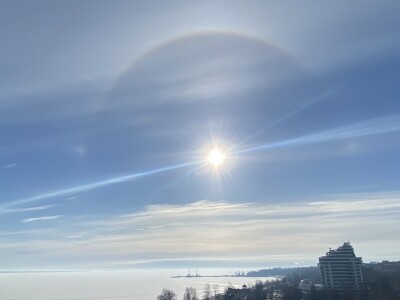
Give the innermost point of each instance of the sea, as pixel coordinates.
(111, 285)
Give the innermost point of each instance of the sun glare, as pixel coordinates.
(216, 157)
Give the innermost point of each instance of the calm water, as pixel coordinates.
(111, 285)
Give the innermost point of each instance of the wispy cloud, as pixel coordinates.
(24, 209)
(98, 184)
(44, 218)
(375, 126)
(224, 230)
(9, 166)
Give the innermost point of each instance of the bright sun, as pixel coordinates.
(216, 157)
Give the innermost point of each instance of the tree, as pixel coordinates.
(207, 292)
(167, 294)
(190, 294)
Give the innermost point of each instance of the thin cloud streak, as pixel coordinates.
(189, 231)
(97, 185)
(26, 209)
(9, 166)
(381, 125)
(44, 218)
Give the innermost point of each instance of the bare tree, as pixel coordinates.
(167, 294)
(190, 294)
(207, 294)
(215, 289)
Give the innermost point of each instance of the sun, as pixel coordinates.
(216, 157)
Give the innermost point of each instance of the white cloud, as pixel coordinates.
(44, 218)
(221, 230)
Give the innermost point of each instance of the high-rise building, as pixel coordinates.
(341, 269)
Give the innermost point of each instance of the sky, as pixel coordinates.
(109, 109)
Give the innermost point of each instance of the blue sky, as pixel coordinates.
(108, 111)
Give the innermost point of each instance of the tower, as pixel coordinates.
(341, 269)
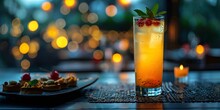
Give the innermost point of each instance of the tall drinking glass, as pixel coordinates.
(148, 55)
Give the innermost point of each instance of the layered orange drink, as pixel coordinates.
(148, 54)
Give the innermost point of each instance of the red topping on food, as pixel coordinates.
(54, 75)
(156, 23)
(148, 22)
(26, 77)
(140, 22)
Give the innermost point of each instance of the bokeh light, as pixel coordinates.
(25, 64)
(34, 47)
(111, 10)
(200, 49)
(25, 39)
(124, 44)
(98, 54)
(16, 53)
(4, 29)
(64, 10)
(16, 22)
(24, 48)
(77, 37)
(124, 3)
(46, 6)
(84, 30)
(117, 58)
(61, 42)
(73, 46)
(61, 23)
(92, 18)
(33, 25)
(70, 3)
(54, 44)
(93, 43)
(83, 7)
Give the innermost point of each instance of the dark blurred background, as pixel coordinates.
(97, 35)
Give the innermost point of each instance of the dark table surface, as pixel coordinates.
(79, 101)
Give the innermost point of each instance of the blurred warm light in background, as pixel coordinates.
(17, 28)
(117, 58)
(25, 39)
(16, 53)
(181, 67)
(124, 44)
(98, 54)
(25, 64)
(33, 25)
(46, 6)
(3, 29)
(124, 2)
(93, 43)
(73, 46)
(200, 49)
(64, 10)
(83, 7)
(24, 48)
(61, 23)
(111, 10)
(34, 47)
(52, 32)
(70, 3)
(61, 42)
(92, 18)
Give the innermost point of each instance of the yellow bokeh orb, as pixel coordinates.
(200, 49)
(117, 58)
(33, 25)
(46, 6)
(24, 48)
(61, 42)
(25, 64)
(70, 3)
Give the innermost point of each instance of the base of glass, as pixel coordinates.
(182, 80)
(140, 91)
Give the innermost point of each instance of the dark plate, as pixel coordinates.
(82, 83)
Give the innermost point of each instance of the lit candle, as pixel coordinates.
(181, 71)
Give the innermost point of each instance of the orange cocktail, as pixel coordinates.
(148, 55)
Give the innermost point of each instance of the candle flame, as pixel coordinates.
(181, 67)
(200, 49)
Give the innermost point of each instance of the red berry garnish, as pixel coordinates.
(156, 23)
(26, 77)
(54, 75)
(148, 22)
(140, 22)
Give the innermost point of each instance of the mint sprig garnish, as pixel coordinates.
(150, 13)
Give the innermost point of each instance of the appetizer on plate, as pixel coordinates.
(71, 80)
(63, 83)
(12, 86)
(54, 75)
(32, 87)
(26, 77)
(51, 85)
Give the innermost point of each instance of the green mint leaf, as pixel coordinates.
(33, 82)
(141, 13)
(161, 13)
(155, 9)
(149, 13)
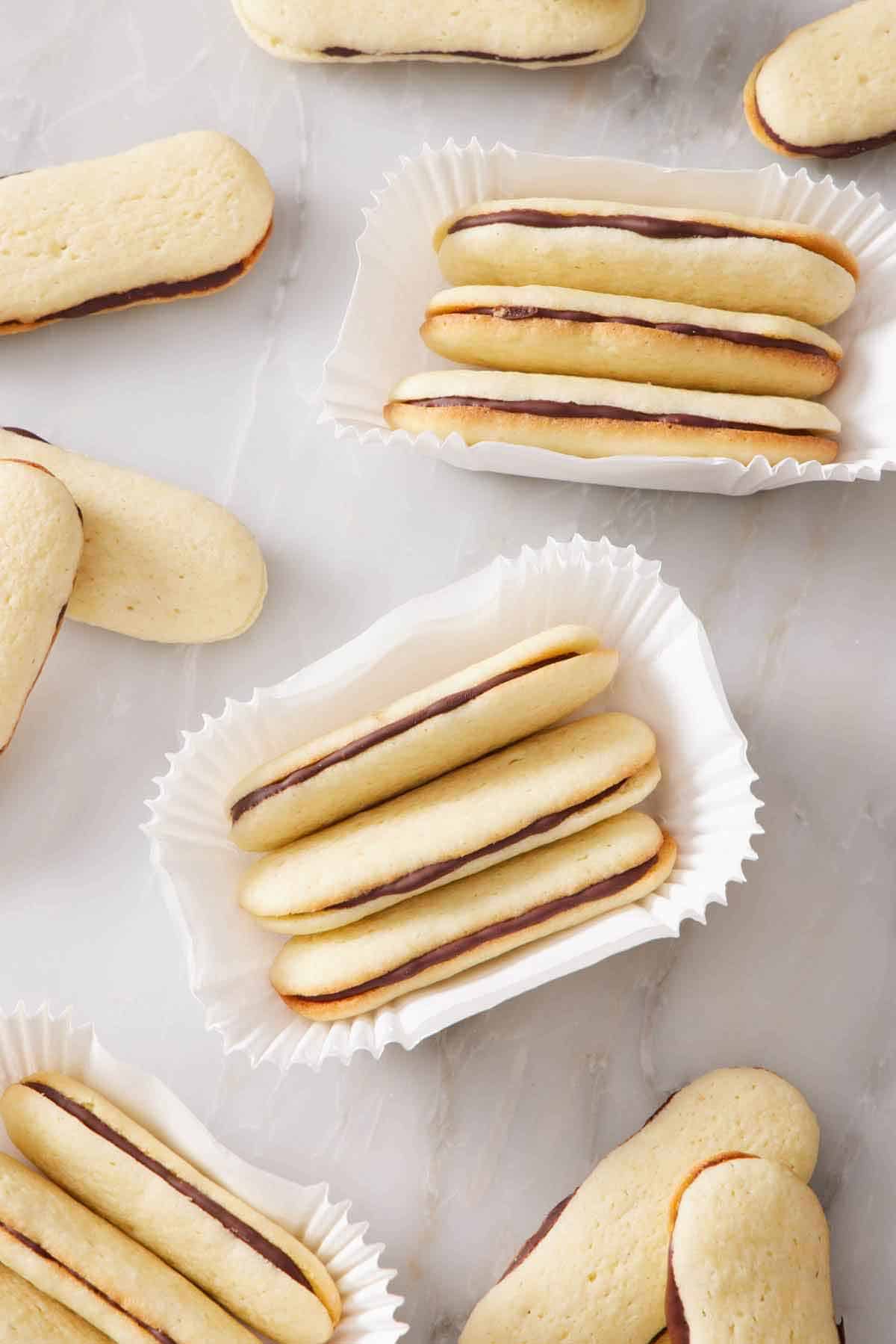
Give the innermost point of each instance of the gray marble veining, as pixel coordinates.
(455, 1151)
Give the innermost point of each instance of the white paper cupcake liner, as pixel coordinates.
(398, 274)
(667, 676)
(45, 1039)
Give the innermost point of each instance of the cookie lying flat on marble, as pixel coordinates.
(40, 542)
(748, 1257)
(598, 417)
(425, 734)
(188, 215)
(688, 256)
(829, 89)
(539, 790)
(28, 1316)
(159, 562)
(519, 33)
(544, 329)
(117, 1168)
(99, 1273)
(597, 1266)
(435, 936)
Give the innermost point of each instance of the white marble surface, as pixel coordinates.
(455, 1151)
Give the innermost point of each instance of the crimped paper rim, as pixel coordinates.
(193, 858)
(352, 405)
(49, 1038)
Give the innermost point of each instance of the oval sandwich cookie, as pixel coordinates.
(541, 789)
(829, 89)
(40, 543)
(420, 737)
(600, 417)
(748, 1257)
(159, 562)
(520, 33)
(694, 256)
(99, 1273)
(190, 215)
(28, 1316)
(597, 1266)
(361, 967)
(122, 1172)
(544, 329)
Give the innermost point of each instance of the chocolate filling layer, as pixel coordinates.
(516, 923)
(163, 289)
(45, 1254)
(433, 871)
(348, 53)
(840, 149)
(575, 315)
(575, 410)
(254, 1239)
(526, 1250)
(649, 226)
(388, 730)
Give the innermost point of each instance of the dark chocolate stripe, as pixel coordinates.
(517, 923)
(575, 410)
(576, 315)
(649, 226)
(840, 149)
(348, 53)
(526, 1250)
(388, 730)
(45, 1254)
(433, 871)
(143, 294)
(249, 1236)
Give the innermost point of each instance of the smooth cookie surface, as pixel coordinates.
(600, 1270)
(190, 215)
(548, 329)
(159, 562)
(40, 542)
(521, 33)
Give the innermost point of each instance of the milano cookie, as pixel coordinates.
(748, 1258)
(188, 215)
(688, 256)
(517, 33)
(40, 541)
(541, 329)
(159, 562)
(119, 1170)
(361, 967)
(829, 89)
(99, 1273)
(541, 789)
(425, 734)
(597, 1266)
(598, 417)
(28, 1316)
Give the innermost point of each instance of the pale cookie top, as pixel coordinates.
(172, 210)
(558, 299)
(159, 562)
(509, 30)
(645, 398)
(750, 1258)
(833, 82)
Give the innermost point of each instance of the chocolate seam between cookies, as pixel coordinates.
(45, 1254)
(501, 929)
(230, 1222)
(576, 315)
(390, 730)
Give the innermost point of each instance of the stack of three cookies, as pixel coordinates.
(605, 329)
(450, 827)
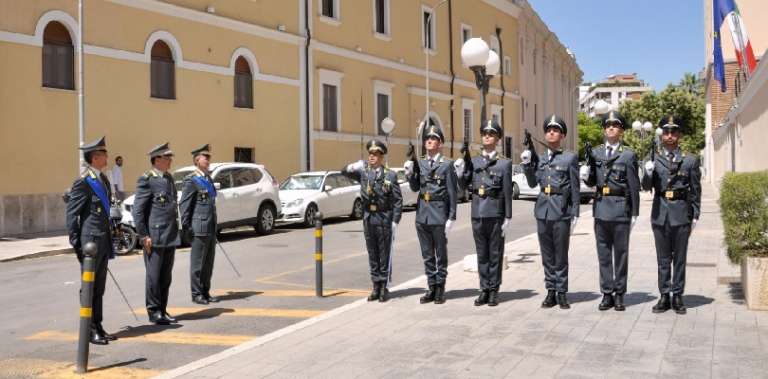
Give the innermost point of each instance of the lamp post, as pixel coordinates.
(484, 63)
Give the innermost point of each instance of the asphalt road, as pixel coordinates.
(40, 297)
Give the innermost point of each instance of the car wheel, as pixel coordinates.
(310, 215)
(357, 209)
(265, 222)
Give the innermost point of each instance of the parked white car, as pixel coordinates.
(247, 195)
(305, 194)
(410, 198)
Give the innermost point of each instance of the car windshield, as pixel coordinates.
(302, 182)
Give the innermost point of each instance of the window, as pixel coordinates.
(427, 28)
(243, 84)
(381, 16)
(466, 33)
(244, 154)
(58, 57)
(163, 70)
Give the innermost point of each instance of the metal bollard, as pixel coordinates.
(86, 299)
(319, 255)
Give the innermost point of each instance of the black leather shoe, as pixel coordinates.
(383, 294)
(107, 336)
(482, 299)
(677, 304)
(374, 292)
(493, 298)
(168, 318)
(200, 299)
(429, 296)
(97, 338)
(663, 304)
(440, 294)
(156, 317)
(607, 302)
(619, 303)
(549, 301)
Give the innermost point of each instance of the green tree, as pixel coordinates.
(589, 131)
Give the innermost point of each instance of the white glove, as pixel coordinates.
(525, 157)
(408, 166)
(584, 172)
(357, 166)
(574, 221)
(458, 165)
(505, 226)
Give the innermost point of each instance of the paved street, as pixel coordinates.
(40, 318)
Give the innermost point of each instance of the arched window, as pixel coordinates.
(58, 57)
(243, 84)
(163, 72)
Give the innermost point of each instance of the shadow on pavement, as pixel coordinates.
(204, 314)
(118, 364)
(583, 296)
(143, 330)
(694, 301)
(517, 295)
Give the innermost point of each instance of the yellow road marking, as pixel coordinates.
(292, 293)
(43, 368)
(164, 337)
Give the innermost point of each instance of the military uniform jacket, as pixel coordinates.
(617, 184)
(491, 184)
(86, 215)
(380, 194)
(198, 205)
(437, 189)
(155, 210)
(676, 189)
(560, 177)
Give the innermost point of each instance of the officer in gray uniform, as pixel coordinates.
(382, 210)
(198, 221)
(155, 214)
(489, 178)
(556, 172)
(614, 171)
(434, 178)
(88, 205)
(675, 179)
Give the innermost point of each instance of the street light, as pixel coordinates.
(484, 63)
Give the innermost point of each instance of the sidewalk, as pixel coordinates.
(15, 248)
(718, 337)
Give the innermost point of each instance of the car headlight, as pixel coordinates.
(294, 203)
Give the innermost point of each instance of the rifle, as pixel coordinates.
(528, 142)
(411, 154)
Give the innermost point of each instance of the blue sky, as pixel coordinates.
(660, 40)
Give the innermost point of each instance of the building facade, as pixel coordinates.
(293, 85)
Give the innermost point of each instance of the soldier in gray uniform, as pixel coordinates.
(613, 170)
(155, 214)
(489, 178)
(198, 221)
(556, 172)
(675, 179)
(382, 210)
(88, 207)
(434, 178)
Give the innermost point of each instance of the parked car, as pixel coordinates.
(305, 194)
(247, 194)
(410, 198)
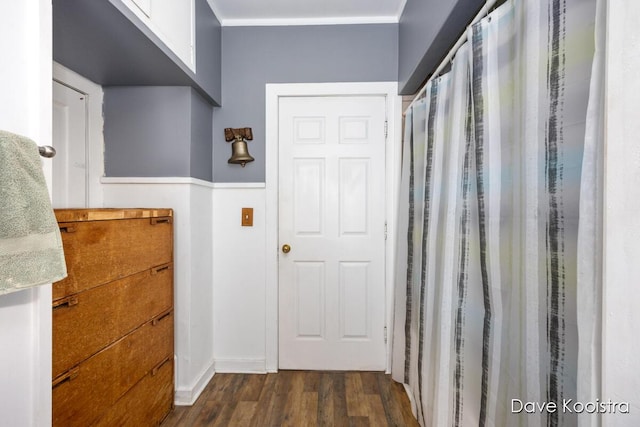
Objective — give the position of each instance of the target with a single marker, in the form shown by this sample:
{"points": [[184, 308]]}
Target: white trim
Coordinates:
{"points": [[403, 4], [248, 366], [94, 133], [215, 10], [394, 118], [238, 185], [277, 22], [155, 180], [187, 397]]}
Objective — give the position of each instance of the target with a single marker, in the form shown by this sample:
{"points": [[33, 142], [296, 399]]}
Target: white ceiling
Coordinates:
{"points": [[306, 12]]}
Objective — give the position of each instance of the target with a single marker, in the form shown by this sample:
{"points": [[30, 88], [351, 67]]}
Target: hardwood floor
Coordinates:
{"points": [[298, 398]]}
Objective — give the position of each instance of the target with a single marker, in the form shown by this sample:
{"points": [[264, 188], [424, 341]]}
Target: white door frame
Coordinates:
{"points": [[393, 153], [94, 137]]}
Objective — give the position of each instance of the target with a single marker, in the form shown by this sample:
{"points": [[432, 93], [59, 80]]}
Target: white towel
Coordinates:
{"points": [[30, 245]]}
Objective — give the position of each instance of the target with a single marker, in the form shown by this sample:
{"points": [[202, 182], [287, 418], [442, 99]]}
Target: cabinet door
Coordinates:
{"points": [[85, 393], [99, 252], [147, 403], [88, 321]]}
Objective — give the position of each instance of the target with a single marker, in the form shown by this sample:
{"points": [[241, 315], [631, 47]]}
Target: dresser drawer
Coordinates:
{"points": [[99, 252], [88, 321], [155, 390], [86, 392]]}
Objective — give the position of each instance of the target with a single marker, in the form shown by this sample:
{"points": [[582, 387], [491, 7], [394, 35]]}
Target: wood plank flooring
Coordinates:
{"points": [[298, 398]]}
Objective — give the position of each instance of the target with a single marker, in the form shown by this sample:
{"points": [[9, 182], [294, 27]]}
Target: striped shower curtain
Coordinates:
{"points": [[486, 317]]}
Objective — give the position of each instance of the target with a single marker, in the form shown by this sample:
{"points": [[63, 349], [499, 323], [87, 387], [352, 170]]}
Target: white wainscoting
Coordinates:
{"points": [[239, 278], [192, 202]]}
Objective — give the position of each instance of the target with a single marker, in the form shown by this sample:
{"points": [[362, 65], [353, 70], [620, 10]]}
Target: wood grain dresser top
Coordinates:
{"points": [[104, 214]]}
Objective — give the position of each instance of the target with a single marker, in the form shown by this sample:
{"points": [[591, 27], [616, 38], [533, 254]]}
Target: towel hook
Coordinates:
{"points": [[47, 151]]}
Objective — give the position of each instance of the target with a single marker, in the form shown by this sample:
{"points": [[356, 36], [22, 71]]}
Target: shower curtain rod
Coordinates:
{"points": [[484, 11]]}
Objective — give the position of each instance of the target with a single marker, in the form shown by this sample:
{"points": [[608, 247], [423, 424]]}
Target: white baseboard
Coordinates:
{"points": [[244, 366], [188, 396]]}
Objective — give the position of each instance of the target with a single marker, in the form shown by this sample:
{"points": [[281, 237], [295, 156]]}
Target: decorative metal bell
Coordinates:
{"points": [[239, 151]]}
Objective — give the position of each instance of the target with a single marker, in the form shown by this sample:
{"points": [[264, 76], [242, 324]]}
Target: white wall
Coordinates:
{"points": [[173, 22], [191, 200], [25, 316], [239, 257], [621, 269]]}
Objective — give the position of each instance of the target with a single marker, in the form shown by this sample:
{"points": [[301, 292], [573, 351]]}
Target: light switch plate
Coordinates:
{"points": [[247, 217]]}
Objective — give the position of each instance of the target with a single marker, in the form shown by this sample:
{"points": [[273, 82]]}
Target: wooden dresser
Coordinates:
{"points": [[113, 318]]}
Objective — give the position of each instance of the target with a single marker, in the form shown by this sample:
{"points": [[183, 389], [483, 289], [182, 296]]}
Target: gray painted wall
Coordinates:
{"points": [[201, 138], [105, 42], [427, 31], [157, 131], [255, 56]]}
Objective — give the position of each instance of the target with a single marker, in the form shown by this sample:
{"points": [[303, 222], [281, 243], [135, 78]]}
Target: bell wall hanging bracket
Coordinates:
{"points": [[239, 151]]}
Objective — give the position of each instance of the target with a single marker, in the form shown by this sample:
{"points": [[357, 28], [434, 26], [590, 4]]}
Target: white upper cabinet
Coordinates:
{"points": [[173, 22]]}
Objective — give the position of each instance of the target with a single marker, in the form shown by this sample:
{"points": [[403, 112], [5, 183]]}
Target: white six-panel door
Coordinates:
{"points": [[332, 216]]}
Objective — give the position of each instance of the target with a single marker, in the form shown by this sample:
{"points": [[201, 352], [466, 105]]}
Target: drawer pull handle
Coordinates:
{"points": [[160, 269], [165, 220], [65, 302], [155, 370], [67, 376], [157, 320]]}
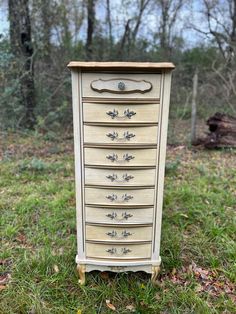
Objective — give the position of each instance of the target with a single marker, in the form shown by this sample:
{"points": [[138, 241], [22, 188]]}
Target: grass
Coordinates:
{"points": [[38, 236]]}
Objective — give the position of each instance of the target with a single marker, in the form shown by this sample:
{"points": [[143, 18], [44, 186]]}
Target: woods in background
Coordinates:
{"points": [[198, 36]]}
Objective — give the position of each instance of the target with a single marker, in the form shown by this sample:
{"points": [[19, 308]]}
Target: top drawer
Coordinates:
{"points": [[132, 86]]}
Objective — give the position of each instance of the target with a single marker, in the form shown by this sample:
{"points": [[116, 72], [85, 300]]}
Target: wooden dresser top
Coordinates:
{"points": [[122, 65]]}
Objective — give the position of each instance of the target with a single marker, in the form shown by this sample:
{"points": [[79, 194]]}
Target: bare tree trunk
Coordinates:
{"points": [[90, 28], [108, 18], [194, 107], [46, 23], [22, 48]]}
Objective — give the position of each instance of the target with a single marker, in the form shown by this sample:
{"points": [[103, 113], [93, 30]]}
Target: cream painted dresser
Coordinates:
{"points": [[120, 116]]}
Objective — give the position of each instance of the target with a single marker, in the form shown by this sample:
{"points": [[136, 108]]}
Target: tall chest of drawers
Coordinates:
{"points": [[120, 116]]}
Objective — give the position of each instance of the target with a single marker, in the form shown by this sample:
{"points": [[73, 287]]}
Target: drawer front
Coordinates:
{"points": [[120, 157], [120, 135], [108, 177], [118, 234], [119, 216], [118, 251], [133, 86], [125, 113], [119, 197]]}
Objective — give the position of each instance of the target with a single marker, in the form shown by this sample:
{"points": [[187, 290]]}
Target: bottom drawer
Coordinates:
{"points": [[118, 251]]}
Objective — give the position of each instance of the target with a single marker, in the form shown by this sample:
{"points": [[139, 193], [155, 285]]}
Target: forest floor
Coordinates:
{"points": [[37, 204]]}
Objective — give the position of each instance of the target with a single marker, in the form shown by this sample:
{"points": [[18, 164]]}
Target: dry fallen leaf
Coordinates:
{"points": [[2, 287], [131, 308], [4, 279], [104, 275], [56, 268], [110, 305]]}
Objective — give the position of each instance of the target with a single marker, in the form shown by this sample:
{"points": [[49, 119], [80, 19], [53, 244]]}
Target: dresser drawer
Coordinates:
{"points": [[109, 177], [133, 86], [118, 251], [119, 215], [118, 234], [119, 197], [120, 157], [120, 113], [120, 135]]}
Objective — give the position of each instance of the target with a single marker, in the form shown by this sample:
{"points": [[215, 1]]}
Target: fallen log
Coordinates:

———

#### Task description:
Count how many lines above include the word "bell" and answer with that figure only.

#### Solution below:
2